Shift every coordinate in the lines starting at the one containing "TARGET = birch tree" and ending at the last line, including both ends. Write those lines out again with their requests, adding 124 to each number in the coordinate answers.

• [Data listing]
....

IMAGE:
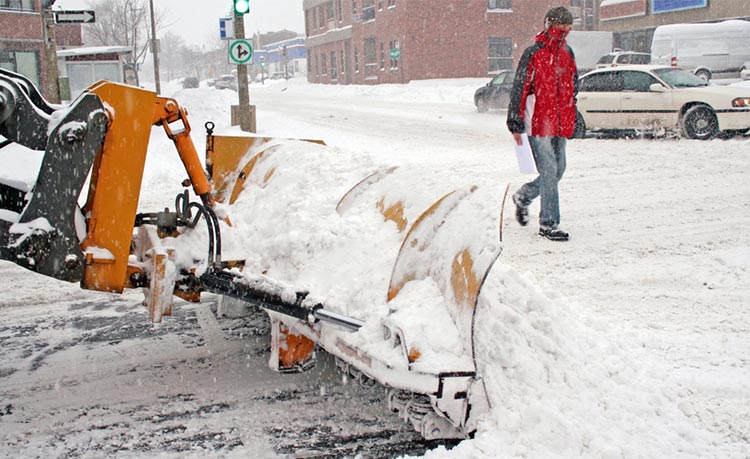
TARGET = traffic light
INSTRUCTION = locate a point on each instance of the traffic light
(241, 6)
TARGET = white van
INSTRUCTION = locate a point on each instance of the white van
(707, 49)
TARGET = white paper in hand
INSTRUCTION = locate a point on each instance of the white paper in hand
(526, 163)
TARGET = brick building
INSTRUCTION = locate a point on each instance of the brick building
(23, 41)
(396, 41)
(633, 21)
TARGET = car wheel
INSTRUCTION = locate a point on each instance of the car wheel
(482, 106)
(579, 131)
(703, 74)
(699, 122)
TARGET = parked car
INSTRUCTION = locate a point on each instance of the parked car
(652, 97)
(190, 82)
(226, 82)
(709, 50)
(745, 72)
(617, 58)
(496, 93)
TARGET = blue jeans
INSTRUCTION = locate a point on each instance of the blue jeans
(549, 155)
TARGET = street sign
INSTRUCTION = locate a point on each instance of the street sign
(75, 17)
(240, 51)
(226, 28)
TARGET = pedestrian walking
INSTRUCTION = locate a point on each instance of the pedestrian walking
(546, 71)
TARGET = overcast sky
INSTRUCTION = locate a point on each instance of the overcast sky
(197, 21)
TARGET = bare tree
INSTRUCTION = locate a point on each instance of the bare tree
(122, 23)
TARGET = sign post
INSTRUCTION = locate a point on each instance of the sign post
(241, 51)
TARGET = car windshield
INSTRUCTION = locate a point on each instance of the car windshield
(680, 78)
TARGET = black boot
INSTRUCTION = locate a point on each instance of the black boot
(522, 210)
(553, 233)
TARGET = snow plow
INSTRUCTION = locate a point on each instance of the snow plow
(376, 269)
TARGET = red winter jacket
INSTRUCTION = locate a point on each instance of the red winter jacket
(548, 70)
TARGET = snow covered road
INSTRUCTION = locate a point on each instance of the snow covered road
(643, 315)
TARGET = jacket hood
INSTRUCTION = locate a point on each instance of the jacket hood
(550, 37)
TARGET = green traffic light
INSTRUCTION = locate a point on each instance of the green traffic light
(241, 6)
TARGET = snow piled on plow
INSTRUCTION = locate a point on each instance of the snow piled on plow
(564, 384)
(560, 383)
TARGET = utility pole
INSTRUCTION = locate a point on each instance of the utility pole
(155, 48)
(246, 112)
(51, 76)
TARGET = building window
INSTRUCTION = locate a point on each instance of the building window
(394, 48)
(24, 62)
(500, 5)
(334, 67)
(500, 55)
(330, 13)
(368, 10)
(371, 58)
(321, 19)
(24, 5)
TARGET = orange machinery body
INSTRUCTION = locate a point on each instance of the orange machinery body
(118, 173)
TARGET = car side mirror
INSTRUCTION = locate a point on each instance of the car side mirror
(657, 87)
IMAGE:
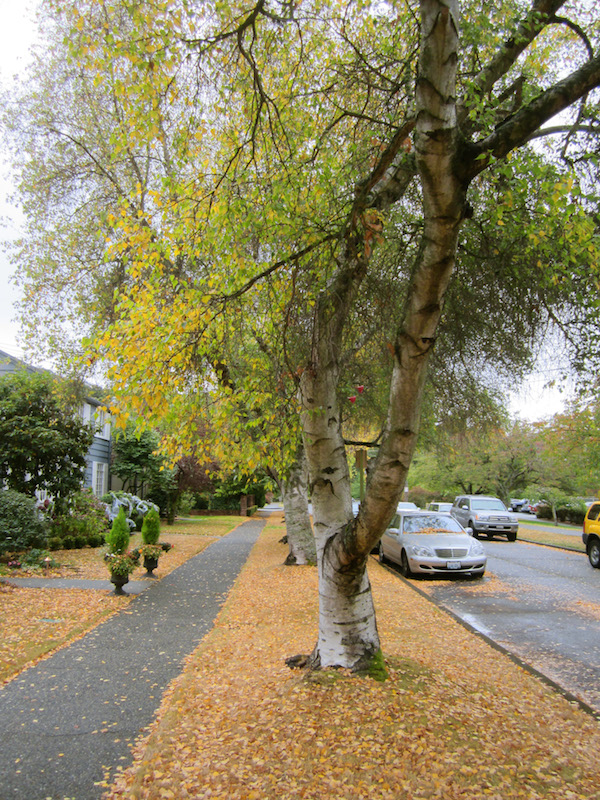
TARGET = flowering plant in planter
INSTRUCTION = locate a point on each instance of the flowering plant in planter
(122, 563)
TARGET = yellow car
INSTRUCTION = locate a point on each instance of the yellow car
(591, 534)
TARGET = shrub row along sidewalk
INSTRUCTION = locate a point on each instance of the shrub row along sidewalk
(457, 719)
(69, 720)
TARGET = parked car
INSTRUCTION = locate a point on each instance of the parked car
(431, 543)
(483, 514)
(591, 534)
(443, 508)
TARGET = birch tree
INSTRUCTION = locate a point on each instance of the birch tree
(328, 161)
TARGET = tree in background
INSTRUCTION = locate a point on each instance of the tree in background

....

• [Solution for this exercise]
TARGET = birch tree
INSTRUCTION = locate a point on each instance of the birch tree
(452, 285)
TARGET = tree in background
INSTRUCTION = locate a point on each instance of the tree in background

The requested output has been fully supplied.